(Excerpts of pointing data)
/---

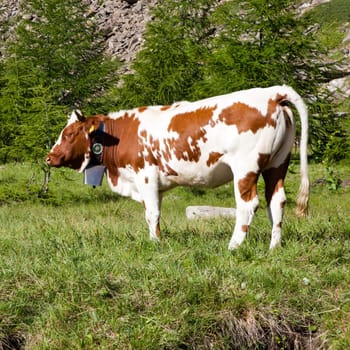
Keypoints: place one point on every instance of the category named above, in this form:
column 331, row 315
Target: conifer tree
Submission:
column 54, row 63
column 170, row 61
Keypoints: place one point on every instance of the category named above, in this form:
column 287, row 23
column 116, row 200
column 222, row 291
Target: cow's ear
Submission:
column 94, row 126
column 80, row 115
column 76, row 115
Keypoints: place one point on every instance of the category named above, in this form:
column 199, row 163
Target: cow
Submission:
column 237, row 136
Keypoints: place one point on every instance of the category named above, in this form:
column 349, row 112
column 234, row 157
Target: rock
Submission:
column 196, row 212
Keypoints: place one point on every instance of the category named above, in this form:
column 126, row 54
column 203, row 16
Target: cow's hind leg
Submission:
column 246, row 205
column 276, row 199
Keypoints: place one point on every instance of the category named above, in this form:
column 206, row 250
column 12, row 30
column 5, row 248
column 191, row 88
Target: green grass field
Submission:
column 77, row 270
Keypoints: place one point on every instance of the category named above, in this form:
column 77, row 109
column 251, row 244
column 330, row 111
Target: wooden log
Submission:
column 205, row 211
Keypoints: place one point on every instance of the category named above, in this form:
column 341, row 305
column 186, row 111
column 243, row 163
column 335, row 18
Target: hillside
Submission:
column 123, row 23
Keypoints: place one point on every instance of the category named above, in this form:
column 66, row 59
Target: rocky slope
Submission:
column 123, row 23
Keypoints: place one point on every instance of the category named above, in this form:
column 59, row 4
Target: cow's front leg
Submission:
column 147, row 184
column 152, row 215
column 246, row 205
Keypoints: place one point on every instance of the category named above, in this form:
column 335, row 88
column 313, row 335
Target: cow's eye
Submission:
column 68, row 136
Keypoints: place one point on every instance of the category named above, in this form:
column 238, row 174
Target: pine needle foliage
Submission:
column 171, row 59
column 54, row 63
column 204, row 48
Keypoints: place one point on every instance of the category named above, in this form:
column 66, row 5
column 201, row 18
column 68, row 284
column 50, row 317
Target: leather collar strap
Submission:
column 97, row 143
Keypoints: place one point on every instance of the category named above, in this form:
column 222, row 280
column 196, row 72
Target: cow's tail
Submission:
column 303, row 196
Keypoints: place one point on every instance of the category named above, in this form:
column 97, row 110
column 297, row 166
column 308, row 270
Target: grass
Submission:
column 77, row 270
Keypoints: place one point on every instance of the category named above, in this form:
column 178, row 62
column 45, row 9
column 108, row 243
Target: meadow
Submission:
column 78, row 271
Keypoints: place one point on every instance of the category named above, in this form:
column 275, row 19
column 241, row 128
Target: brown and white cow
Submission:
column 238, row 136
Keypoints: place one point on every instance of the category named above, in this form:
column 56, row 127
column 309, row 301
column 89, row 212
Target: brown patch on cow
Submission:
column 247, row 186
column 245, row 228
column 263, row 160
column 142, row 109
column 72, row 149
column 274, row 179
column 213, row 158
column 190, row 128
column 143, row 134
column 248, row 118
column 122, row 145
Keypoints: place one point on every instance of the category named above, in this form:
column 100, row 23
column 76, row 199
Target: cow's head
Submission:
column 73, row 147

\---

Report every line in the records that contains the word "grass", matching its letter case.

* _Exercise response_
Target: green grass field
Target: grass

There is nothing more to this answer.